* WHAT THE EXERCISE ASKS
Rewrite the rows below, changing every "rough mask" to "coarse mask" and leaving the rest as it is.

* SUPPLIED MATERIAL
Segment Open

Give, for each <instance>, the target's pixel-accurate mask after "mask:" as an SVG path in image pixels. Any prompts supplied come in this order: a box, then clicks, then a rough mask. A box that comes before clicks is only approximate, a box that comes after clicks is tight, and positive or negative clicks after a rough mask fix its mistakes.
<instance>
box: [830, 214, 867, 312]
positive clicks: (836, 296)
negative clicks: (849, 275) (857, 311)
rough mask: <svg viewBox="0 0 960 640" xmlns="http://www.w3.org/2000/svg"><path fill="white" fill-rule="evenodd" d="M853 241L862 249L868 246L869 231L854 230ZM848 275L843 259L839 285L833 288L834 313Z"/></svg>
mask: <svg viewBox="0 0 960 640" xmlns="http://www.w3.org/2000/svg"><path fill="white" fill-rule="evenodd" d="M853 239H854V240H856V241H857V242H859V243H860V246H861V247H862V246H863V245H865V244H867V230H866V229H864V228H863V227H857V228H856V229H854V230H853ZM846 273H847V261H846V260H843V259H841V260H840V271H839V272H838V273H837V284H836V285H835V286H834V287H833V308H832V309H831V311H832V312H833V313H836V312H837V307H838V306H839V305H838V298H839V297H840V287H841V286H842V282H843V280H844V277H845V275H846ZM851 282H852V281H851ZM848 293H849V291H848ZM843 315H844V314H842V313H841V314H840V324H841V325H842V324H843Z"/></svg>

Segment Closed

* WRITTEN REPLY
Give, for each <instance>, the target's pixel-accurate mask after "mask:" as an SVG path in image pixels. Any prompts supplied come in this order: a box, then clicks, then a coarse mask. A box that comes before clicks is only approximate, a box that comes after clicks is tight, and positive or negative clicks after a coarse mask fix its mistakes.
<instance>
box: [830, 214, 867, 312]
positive clicks: (836, 296)
negative clicks: (849, 275) (857, 311)
coarse mask: <svg viewBox="0 0 960 640" xmlns="http://www.w3.org/2000/svg"><path fill="white" fill-rule="evenodd" d="M853 241L862 249L868 246L869 231L854 230ZM848 275L843 259L839 285L833 288L834 313Z"/></svg>
mask: <svg viewBox="0 0 960 640" xmlns="http://www.w3.org/2000/svg"><path fill="white" fill-rule="evenodd" d="M853 239H854V240H856V241H857V242H859V243H860V246H861V247H862V246H863V245H865V244H867V230H866V229H864V228H863V227H857V228H856V229H854V230H853ZM846 273H847V261H846V260H843V259H841V260H840V271H839V272H838V273H837V284H836V285H835V286H834V287H833V308H832V309H831V311H832V312H833V313H836V312H837V307H838V306H839V305H838V298H839V297H840V287H841V286H842V282H843V280H844V277H845V275H846ZM851 282H852V281H851ZM848 293H849V291H848ZM843 315H844V314H842V313H841V314H840V324H841V325H842V324H843Z"/></svg>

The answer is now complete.